Goal of the exercise
Copy the items below without any change, starting with the line that contains "Objective — one point per instance of the distant town" and going on through the last line of the items.

:: Input for this task ::

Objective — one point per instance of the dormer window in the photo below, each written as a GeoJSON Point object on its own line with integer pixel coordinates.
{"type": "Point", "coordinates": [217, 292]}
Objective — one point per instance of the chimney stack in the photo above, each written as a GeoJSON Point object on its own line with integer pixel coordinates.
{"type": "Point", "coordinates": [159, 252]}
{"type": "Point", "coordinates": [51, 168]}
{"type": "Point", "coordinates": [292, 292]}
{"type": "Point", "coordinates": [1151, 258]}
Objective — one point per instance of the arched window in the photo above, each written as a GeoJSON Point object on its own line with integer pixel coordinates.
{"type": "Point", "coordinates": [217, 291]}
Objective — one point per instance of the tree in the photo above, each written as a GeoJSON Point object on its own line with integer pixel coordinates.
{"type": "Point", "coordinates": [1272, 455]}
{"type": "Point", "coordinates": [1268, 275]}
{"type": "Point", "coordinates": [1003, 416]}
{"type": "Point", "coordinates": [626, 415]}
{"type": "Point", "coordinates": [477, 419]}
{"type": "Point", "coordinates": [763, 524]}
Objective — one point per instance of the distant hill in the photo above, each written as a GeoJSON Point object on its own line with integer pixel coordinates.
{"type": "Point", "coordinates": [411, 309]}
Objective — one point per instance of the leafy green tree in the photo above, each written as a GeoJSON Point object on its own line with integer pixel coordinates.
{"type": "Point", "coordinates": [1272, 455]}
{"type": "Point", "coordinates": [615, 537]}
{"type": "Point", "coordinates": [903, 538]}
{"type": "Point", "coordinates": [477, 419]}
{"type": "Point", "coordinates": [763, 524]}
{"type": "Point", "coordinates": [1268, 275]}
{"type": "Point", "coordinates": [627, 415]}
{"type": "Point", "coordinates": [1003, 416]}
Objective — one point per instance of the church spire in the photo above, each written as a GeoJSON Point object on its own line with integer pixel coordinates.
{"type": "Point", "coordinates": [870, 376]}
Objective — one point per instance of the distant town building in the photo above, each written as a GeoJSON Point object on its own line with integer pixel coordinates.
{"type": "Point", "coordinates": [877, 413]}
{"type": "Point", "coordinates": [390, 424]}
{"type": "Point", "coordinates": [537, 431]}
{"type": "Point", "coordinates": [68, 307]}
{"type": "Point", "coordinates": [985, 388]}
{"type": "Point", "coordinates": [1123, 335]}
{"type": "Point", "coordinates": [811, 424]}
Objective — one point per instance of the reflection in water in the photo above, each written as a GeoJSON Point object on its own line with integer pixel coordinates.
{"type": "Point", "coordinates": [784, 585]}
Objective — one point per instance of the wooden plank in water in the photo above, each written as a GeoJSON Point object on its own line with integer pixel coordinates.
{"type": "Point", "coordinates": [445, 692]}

:::

Solution
Objective — one point per instance of the distant town building in the photo above, each written as a GeoJSON Point object on its own line with integer pixel coordinates.
{"type": "Point", "coordinates": [877, 413]}
{"type": "Point", "coordinates": [390, 424]}
{"type": "Point", "coordinates": [537, 431]}
{"type": "Point", "coordinates": [68, 307]}
{"type": "Point", "coordinates": [985, 388]}
{"type": "Point", "coordinates": [1123, 335]}
{"type": "Point", "coordinates": [811, 424]}
Objective — one point per instance of the reflection in water in the photo above, each written as a GeoJSON Point object on its own line with integer pixel coordinates.
{"type": "Point", "coordinates": [784, 585]}
Objective — one point per instance of the wooden plank in water in the photo above, each written as a GeoJSON Point object on its own line with integer pixel coordinates.
{"type": "Point", "coordinates": [445, 692]}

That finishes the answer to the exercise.